- _Input rows_:
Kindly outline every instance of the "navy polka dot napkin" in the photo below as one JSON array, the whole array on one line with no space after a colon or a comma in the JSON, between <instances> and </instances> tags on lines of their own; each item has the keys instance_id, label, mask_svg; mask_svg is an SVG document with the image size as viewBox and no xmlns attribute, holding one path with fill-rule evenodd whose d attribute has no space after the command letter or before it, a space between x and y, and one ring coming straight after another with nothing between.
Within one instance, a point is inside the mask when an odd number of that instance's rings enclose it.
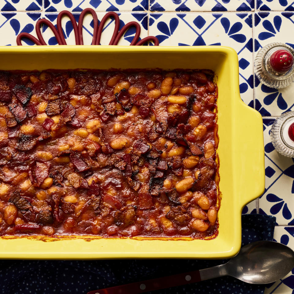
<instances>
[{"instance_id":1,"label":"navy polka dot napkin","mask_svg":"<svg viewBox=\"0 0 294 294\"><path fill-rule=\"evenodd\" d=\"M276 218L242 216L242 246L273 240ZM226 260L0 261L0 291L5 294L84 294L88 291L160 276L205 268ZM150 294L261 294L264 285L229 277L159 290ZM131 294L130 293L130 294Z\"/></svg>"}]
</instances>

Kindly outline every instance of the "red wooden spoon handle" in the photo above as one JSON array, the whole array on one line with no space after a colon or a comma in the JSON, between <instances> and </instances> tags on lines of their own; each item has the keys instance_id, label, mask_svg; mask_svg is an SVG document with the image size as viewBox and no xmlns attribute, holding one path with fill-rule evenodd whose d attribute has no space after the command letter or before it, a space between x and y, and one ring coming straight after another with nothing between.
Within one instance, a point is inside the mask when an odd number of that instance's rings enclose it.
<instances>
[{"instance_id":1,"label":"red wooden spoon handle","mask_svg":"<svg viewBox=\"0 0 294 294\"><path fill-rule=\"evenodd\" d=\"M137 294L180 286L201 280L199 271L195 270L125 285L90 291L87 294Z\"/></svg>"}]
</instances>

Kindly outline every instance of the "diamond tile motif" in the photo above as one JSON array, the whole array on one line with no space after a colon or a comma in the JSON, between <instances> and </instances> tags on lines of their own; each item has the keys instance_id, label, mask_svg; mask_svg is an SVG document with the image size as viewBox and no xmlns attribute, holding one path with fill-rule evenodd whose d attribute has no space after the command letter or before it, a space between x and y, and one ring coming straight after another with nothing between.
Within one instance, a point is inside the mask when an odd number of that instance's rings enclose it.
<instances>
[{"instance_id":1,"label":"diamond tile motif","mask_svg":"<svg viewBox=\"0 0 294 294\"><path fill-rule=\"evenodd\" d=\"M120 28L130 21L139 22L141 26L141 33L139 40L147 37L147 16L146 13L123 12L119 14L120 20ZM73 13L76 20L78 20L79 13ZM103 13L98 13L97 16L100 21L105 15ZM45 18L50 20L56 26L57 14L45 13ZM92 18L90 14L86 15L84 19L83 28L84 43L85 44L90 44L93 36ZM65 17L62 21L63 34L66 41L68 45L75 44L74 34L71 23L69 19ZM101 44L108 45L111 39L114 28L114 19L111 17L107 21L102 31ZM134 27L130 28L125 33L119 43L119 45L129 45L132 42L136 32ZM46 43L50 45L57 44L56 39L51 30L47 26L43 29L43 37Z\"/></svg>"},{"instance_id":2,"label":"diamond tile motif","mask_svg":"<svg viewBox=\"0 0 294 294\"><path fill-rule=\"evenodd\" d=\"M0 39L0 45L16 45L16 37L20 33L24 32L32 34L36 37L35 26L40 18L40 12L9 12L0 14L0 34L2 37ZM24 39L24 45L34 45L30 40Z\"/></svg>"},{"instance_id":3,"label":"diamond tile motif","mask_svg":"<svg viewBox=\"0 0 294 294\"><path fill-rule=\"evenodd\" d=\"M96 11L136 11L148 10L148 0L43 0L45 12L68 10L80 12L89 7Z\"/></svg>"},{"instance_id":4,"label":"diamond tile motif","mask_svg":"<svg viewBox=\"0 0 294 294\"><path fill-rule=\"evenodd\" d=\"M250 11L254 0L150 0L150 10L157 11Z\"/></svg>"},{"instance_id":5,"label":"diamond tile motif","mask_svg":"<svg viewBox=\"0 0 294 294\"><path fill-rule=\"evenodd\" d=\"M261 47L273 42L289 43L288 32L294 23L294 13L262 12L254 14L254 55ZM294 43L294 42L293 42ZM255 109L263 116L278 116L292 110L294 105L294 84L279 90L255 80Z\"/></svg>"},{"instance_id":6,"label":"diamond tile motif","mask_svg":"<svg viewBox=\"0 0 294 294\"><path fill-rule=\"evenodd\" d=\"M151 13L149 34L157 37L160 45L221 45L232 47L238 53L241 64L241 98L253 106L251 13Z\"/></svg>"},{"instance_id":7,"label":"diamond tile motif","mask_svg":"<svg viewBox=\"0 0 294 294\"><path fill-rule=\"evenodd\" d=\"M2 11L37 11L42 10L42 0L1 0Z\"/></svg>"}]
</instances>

- _What is needed_: Show every line in the rows above that contains the string "JSON".

- _Exercise result_:
Kindly outline every instance of the "navy polka dot napkin" in the photo below as one JSON array, the whole array on one line with no space after a colon or a comma in the JSON, between <instances> and </instances> tags on lines of their own; each item has the keys instance_id, label, mask_svg; mask_svg is an SVG document with the image size as viewBox and no xmlns attribute, holding one path with fill-rule evenodd whose d attribute has no space after the command letter or before it, a space between x and y, and one ring coming straight after another with nothing between.
Kindly outline every instance of the "red wooden spoon handle" in the photo above as one JSON array, the whole array on one line with no space after a colon or a comma in the JSON, between <instances> and </instances> tags on lines of their own; each item has the keys instance_id, label, mask_svg; mask_svg is an SVG document with the image size as viewBox and no xmlns attribute, holding one path with fill-rule evenodd whose d attribute has no space after the command letter or before it, a space between x and y, and one ring coming straight after another with nothing between.
Kindly outline every instance of the "diamond tile motif" in the photo above as one JSON array, the whole array on one line with no space after a colon or a comma in the JSON, between <instances> and </instances> tags on lines of their own; each item has the keys instance_id, label, mask_svg; mask_svg is an SVG document with the image size as viewBox and no xmlns attribute, holding one path with fill-rule evenodd whose d attribute has no space after the command letter or before it, a space between x and y, and one ring coming straight after another with nothing between.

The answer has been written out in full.